> _Entries provided_:
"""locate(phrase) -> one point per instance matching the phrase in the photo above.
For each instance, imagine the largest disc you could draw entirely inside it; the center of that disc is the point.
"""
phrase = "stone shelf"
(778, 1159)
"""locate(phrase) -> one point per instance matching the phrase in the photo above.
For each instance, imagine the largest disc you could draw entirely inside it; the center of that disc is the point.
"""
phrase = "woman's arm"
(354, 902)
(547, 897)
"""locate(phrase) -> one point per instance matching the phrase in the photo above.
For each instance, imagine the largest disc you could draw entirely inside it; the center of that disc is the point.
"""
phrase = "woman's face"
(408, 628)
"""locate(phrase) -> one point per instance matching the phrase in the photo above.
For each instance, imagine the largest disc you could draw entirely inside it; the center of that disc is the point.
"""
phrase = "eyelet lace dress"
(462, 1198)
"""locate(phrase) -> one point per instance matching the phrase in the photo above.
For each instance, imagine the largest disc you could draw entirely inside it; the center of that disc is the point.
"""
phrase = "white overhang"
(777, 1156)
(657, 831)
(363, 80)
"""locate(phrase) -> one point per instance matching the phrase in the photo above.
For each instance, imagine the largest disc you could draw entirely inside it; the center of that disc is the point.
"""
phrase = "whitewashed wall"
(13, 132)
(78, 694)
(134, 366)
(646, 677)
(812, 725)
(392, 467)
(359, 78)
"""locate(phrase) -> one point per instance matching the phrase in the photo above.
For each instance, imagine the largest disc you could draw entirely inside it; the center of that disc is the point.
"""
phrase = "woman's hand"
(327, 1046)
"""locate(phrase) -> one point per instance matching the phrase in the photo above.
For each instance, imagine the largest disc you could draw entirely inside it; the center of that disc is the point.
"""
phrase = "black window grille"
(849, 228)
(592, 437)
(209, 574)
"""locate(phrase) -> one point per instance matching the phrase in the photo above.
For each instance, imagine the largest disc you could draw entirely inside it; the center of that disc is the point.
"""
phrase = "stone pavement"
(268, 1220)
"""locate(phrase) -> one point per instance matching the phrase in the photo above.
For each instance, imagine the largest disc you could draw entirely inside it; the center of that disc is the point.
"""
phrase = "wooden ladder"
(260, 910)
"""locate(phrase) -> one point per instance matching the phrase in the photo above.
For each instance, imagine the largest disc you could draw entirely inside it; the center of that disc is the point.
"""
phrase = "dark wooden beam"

> _Problem to solve_:
Set out all of the lines above as a numbered list, skipping any blank ones.

> _Final answer_:
1. """locate(phrase) -> one point per instance matching the phrase in the photo above.
2. For each instance, imagine the largest disc you could draw entirely inside it; the center of that disc is the point.
3. """
4. phrase = "stone shelf"
5. (778, 1159)
6. """locate(phrase) -> one point per instance matching the phrase in the photo above.
7. For each instance, imagine the largest disc you could draw entirely inside it; the center of that disc is the point.
8. """
9. phrase = "woman's arm"
10. (354, 902)
11. (547, 897)
12. """locate(phrase) -> one point per instance matching the phrase in the photo above.
13. For each instance, imagine the largest disc you could draw entirely inside it; the center of that disc is the point.
14. """
15. phrase = "woman's face"
16. (408, 628)
17. """locate(phrase) -> one point per instance matching the phrase in the photo above.
18. For each instance, imagine the largest disc you could draw entirely inside it; the center of that disc is the point.
19. """
20. phrase = "eyelet lace dress"
21. (462, 1198)
22. """locate(phrase) -> one point per instance matching the phrase in the photo above.
23. For each instance, imagine the largest disc you could draw entirely inside it; the center of that disc is the point.
24. """
25. phrase = "white overhang"
26. (777, 1156)
27. (657, 831)
28. (363, 80)
29. """locate(phrase) -> one point per instance matching the phrase in the photo above.
30. For each instance, imagine the largest disc you could draw entirely inside it; the center of that disc is the point.
31. """
32. phrase = "whitewashed wall"
33. (13, 132)
34. (78, 694)
35. (134, 366)
36. (646, 677)
37. (812, 725)
38. (392, 467)
39. (359, 78)
40. """locate(phrase) -> one point per instance matching the phrase in the photo above.
41. For each instance, imagine the largest disc you could draw entirely inside it; the center of that disc is the point.
42. """
43. phrase = "woman's hand"
44. (327, 1046)
45. """locate(phrase) -> one point per instance matching the phrase in the photo above.
46. For each instance, imagine the largest disc you could draw entirely inside it; the center of that disc is the point.
47. """
48. phrase = "black window grille"
49. (849, 228)
50. (592, 437)
51. (209, 574)
52. """locate(phrase) -> one point per instance matching the phrase in the photo above.
53. For each instance, imagine the largest disc you could draw entirely inside it; the center of that disc is the point.
54. """
55. phrase = "stone pavement"
56. (268, 1220)
57. """locate(phrase) -> one point per instance matching the phrase in the photo above.
58. For each instance, imagine the largest disc you could draw entirely inside it; the center of that disc is the point.
59. """
60. phrase = "wooden ladder"
61. (260, 910)
62. """locate(phrase) -> one point per instance matching the phrase in the photo above.
63. For each instance, imagine the largest disc you could draw entirely inside it; the center of that disc is the point.
64. """
65. phrase = "dark wooden beam"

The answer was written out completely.